▸ AIM:
Retype, character for character, the lines from the one containing "the gold horse" through the one containing "Target: girl's face", including both of those lines and nothing else.

·····

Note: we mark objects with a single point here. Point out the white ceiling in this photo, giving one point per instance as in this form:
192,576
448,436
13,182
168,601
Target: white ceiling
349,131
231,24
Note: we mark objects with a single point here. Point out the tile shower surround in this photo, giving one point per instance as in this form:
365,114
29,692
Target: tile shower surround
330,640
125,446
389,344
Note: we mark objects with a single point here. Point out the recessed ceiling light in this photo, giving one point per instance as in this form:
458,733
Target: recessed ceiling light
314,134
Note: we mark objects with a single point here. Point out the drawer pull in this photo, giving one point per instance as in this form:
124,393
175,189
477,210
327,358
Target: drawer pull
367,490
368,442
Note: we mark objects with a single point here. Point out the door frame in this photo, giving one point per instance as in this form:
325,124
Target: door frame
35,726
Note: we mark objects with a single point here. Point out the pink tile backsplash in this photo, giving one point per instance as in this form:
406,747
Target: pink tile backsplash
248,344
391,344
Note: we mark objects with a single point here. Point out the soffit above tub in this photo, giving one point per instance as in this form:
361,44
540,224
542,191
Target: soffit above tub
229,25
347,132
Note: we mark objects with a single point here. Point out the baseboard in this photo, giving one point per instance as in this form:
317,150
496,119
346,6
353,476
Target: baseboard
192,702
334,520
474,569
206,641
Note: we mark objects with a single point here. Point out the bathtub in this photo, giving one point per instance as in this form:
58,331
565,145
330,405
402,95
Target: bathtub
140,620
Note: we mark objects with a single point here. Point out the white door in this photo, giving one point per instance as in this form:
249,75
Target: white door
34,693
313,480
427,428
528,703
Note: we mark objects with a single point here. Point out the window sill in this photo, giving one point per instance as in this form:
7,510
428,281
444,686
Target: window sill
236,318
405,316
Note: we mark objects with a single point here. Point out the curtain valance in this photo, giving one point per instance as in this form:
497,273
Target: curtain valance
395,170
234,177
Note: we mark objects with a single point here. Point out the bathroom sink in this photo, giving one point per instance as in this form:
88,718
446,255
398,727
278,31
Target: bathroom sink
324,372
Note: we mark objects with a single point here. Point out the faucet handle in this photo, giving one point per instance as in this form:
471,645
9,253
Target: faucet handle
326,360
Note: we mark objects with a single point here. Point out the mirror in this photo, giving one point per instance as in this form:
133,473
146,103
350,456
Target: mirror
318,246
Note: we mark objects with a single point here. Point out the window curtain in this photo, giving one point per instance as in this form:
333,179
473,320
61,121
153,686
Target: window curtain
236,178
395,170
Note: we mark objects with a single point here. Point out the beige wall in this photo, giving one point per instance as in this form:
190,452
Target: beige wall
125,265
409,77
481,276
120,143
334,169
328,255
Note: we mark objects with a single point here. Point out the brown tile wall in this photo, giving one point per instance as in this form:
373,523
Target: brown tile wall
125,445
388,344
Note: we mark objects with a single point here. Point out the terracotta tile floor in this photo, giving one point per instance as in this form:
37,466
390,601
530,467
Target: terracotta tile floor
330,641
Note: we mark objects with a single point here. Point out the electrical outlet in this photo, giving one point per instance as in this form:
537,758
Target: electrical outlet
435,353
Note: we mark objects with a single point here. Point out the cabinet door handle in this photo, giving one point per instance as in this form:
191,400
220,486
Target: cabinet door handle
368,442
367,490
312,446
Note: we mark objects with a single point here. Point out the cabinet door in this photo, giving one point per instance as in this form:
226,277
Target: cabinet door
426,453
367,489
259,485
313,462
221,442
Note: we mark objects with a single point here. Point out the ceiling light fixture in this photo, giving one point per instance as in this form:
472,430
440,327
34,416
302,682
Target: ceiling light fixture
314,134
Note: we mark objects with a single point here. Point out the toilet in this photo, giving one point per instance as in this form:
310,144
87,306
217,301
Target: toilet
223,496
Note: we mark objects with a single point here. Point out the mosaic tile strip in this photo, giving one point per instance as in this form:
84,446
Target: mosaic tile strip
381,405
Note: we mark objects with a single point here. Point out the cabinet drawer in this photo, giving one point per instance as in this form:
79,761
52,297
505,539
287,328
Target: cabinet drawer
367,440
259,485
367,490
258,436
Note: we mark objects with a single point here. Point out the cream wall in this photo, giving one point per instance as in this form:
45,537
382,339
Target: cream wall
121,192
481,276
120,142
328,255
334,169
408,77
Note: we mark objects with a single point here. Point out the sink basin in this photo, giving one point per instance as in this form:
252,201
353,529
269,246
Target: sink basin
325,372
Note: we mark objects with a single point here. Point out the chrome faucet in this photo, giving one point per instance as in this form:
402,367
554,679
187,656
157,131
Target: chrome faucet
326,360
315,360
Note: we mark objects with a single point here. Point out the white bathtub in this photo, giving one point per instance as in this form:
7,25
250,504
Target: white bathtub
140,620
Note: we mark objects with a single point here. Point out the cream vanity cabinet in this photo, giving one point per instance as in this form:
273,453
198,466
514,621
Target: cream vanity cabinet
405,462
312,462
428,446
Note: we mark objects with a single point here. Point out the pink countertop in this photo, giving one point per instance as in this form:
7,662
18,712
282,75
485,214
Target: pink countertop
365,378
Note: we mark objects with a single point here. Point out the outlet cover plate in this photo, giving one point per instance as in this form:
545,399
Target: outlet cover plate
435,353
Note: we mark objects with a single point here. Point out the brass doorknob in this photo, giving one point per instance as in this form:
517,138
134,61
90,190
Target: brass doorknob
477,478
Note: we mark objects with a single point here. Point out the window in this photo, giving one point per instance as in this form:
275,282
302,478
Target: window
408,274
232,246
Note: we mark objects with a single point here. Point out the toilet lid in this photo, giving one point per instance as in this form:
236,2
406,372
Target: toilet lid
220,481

·····

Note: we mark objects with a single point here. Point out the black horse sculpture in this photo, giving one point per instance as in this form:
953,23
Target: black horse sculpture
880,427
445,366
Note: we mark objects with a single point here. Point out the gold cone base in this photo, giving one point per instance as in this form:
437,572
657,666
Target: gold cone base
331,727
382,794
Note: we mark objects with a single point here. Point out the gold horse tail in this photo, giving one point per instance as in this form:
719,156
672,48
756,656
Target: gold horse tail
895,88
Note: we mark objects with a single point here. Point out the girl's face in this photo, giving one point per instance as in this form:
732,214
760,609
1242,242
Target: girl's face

·····

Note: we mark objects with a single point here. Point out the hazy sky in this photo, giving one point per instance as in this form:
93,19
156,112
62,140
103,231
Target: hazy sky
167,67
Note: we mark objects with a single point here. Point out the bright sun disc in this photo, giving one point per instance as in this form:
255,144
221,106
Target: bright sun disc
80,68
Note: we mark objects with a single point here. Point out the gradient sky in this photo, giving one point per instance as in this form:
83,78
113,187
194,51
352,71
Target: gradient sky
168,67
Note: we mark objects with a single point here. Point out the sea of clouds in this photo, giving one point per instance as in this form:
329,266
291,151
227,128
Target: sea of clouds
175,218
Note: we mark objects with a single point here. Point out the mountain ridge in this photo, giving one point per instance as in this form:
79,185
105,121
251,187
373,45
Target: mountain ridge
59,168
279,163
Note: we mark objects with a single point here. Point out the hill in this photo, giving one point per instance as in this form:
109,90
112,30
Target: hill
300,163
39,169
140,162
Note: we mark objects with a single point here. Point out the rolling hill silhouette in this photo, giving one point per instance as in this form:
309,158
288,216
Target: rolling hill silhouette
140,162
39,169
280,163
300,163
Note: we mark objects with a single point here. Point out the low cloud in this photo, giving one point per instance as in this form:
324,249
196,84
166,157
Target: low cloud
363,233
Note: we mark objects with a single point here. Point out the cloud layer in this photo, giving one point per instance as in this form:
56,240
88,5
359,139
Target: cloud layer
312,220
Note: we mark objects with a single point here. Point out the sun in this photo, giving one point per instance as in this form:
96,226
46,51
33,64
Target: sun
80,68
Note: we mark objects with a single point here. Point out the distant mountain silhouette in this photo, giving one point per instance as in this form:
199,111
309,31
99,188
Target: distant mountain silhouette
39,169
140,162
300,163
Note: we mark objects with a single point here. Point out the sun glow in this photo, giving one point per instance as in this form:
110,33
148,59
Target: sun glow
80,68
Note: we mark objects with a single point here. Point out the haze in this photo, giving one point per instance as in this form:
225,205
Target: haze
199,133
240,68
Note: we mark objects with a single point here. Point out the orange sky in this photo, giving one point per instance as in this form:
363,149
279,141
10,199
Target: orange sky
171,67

·····

▸ WRITTEN RESPONSE:
Note: we mark objects with a single point here. Point out the gold horse tail in this photo, giving one point per instance as in this form:
719,156
672,48
756,656
Target: gold horse tail
895,88
Note: we mark objects with a single point here. Point out the girl's face in this photo, giving one point per instance as in this form:
732,214
760,609
1242,242
Target: girl's face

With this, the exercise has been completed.